[TASK BRIEF]
Which lines run from the one containing "Where can the goat front" to the last line of the entries? Return them exactly, with nothing more.

[Point-per-instance localization data]

*** Block opens ***

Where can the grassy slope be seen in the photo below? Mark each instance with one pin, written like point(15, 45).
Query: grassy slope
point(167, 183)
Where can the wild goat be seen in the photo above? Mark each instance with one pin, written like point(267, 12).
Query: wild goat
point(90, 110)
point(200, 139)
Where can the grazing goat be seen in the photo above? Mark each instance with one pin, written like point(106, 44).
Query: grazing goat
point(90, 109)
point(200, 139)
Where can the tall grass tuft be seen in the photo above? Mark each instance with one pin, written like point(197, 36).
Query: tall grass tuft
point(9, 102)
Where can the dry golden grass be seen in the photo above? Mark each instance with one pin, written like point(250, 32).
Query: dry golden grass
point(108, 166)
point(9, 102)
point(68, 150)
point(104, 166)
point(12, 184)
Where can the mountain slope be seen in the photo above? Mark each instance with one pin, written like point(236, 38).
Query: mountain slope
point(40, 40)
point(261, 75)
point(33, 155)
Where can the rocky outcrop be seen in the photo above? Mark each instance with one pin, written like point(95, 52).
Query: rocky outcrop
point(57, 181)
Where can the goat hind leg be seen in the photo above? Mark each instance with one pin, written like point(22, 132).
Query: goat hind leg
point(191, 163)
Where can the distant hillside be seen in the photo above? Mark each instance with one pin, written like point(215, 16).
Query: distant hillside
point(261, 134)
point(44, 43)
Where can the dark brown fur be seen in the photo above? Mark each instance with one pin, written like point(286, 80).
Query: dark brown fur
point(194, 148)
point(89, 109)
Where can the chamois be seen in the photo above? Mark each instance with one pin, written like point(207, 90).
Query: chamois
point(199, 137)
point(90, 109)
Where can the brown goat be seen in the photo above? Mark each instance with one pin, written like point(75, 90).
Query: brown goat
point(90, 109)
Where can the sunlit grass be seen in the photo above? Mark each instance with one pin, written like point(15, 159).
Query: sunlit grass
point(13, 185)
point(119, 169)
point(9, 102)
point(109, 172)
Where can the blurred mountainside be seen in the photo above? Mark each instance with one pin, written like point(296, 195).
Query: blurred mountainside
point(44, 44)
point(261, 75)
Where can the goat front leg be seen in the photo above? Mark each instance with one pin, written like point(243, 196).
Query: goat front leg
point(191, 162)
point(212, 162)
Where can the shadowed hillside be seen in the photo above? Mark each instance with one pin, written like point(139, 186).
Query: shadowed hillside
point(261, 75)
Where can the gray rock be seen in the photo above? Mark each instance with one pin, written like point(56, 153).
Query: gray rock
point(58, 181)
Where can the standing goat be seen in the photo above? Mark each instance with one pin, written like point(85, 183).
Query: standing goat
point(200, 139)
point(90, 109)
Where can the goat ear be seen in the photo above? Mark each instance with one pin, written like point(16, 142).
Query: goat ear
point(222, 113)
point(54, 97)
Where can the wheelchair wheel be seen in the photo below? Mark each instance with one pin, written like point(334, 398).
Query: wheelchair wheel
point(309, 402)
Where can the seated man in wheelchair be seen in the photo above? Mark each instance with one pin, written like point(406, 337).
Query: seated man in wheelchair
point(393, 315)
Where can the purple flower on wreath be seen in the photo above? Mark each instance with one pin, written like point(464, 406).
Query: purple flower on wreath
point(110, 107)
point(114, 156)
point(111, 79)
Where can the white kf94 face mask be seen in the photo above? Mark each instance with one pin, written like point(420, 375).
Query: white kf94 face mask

*** Block closes ***

[YOUR RESPONSE]
Where can the goat front leg be seen in the photo above? Mark each instance with one pin, written like point(243, 196).
Query: goat front leg
point(191, 162)
point(212, 162)
Where can the shadowed hillside be seen in the photo above? Mark each instance with one pin, written like point(139, 186).
Query: shadowed hillside
point(261, 75)
Where can the gray rock be seen in the photo above? Mark each instance with one pin, written like point(56, 153).
Query: gray rock
point(58, 181)
Where can the standing goat be seen in the photo above? Mark each instance with one pin, written like point(85, 183).
Query: standing goat
point(200, 139)
point(90, 109)
Where can the goat ear be seen in the photo above? Mark each instance with one pin, written like point(16, 142).
Query: goat ear
point(222, 113)
point(54, 97)
Where can the wheelchair wheel be seen in the photo below? Mark each instance with one pin, written like point(334, 398).
Query: wheelchair wheel
point(309, 402)
Where can the seated man in wheelchair be seen in the photo above? Mark each instance with one pin, written like point(406, 337).
Query: seated man in wheelchair
point(393, 315)
Where can the purple flower on wreath be seen in the photo above? Mark each instance with one pin, written like point(464, 406).
Query: purple flower on wreath
point(110, 107)
point(114, 156)
point(111, 79)
Where can the white kf94 face mask be seen in the photo above? Mark each instance with one pin, written like point(420, 375).
Query: white kf94 face mask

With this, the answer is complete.